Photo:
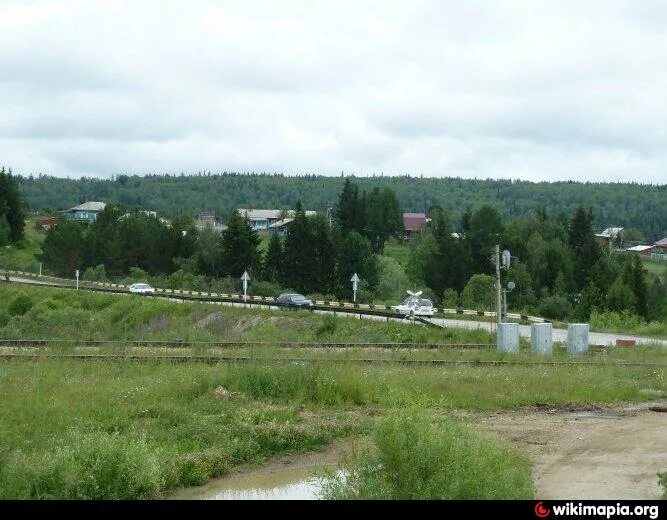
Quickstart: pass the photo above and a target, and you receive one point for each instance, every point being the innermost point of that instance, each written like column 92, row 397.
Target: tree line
column 315, row 256
column 12, row 211
column 614, row 204
column 559, row 268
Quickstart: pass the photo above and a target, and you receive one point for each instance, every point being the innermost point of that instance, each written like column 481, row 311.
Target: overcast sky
++++++++
*TASK ITEM*
Set the listing down exactly, without its pictures.

*EXPECTED ANSWER*
Photo:
Quickstart: pass the photo above and a target, and you receive one point for each instance, every point being the innermost point of that instance, each written like column 92, row 397.
Target: tree line
column 315, row 256
column 12, row 211
column 614, row 204
column 559, row 268
Quickstart: pass the photo above and a target, and you receive one point for each instance, every point being the innermost point of that instance, each written like column 481, row 311.
Target: overcast sky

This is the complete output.